Reproduisez intégralement le texte sur Vermeer qui figure ci-dessous, sans en modifier un seul mot.

─── TEXTE CITÉ ───

Citations sur Vermeer
[modifier]Daniel Arasse
[modifier]- Voir le recueil de citations : Daniel Arasse
En 1668, Vermeer signe et date L'Astronome. Sur le mur de fond, il peint un tableau dont le sujet a été reconnu comme un Moïse sauvé des eaux, sans qu'on puisse identifier avec certitude l'original supposé. Le cadrage de L'Astronome empêche par ailleurs de savoir quel pourrait être le format de ce Moïse, mais la toile représentée est manifestement supposée de dimensions moyennes, voire petites. Deux ou trois ans plus tard, au fond de La Lettre, Vermeer peint aussi un Moïse sauvé des eaux, « le même » que dans L'Astronome. La citation est, cette fois, tronquée en haut et à droite ; le format de l'original n'est donc toujours pas identifiable et le « tableau-dans-le-tableau » s'est, conjointement, profondément modifié. Non seulement ses dimensions apparentes ont considérablement augmenté mais le rapport des figures et de la surface a changé : la partie supérieure du paysage s'est développée en hauteur et le groupe des personnages s'est éloigné du bord gauche de l'image (dans la version précédente, ce bord gauche découpait à hauteur du genou la figure latérale du groupe). Tous les spécialistes de Vermeer ont observé l'agrandissement du Moïse d'un tableau à l'autre. Sans autre commentaire. Il constitue pourtant une démonstration frappante de la façon dont, loin d'être fidèle à la réalité des tableaux qu'il représente, Vermeer les adapte au besoin de ses propres compositions.

─── ENREGISTREMENTS PRÉSENTÉS ───

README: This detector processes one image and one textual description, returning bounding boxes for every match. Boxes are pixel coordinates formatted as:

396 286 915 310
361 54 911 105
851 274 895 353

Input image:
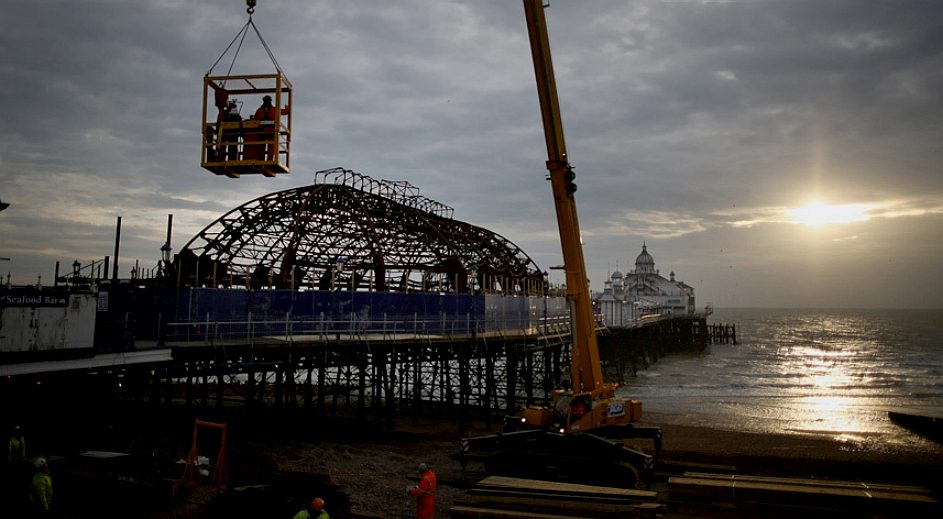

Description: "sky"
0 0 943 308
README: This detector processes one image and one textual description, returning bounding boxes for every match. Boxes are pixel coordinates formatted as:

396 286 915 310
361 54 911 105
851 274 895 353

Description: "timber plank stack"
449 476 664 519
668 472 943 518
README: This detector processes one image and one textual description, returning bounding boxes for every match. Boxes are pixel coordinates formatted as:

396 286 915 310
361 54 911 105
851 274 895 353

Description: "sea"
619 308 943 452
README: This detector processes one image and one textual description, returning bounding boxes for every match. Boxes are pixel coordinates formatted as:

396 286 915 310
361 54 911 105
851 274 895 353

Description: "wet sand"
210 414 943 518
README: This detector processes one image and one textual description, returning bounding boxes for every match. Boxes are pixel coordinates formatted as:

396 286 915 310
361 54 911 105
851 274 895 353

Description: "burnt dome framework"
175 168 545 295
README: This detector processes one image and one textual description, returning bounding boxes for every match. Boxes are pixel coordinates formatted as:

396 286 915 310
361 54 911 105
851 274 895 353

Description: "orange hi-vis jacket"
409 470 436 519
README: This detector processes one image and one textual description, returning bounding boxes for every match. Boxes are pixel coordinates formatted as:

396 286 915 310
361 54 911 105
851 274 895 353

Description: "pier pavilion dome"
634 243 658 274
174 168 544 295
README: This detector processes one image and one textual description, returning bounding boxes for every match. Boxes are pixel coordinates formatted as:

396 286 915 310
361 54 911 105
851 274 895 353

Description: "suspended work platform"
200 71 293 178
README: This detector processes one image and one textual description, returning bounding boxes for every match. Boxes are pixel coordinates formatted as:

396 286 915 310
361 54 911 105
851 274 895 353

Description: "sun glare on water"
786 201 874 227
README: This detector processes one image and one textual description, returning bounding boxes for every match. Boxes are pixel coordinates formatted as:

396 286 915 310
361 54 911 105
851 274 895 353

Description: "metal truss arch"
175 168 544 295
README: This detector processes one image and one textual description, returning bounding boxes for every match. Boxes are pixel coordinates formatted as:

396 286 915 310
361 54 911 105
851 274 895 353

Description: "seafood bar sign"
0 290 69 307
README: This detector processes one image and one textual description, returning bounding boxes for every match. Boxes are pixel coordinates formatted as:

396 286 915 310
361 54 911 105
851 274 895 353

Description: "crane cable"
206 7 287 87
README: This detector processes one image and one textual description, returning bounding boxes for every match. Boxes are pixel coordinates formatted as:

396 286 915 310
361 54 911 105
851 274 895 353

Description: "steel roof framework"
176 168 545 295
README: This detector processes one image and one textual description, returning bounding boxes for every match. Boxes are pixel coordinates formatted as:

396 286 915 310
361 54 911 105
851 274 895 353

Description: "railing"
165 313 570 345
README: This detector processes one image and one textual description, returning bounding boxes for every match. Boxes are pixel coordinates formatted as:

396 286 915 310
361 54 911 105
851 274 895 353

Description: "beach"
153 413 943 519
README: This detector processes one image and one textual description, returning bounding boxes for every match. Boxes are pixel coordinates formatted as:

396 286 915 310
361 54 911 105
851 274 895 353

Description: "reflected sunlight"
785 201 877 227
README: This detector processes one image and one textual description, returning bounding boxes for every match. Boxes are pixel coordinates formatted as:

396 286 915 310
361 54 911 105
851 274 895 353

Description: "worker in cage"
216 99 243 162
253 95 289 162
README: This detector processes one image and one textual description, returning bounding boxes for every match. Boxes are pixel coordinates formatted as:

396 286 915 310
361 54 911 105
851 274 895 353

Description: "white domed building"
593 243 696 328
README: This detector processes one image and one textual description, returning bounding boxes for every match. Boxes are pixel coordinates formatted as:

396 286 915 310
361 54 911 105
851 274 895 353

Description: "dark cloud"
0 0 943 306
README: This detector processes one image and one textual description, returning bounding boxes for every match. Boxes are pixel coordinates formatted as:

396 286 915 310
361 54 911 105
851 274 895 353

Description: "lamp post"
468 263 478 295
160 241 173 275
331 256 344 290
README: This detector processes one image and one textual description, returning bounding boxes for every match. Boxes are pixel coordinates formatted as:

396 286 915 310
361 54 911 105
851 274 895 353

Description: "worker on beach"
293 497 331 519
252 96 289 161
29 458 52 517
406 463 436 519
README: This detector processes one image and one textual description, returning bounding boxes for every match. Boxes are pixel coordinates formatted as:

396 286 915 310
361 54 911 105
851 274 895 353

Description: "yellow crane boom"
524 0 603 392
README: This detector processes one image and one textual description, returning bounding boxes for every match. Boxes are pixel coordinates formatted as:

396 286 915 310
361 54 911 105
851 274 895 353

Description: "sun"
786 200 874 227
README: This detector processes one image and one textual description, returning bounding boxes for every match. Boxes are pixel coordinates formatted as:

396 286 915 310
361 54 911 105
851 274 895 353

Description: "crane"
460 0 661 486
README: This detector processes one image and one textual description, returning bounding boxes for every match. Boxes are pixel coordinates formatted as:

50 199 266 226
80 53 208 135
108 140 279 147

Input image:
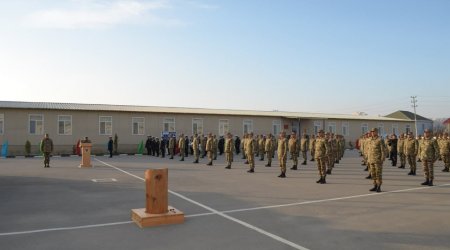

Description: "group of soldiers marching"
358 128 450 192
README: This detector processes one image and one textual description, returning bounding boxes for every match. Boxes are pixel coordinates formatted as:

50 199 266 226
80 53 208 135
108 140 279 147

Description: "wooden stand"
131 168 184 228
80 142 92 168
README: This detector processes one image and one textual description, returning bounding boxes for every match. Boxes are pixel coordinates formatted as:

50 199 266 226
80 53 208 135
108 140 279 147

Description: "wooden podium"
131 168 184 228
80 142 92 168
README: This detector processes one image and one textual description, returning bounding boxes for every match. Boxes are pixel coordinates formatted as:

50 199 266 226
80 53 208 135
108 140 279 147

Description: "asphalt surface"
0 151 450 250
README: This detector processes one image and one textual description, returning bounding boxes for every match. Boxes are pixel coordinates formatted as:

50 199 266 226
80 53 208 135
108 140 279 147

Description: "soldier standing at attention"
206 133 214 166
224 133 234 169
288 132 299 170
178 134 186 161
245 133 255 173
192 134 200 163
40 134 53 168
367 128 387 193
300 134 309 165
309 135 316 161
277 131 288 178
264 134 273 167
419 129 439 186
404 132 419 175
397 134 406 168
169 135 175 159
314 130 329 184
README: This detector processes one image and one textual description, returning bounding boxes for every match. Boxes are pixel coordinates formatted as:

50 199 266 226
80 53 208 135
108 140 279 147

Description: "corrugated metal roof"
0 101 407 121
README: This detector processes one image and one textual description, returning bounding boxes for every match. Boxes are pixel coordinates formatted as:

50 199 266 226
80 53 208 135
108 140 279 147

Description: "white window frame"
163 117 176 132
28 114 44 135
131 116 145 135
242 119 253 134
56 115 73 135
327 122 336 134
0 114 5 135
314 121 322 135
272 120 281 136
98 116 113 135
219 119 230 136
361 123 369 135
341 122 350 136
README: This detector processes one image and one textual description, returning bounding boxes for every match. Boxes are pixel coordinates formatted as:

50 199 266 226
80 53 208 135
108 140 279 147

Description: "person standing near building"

───

# TÂCHE ACCOMPLIE:
Citations sur Vermeer
[modifier]Daniel Arasse
[modifier]- Voir le recueil de citations : Daniel Arasse
En 1668, Vermeer signe et date L'Astronome. Sur le mur de fond, il peint un tableau dont le sujet a été reconnu comme un Moïse sauvé des eaux, sans qu'on puisse identifier avec certitude l'original supposé. Le cadrage de L'Astronome empêche par ailleurs de savoir quel pourrait être le format de ce Moïse, mais la toile représentée est manifestement supposée de dimensions moyennes, voire petites. Deux ou trois ans plus tard, au fond de La Lettre, Vermeer peint aussi un Moïse sauvé des eaux, « le même » que dans L'Astronome. La citation est, cette fois, tronquée en haut et à droite ; le format de l'original n'est donc toujours pas identifiable et le « tableau-dans-le-tableau » s'est, conjointement, profondément modifié. Non seulement ses dimensions apparentes ont considérablement augmenté mais le rapport des figures et de la surface a changé : la partie supérieure du paysage s'est développée en hauteur et le groupe des personnages s'est éloigné du bord gauche de l'image (dans la version précédente, ce bord gauche découpait à hauteur du genou la figure latérale du groupe). Tous les spécialistes de Vermeer ont observé l'agrandissement du Moïse d'un tableau à l'autre. Sans autre commentaire. Il constitue pourtant une démonstration frappante de la façon dont, loin d'être fidèle à la réalité des tableaux qu'il représente, Vermeer les adapte au besoin de ses propres compositions.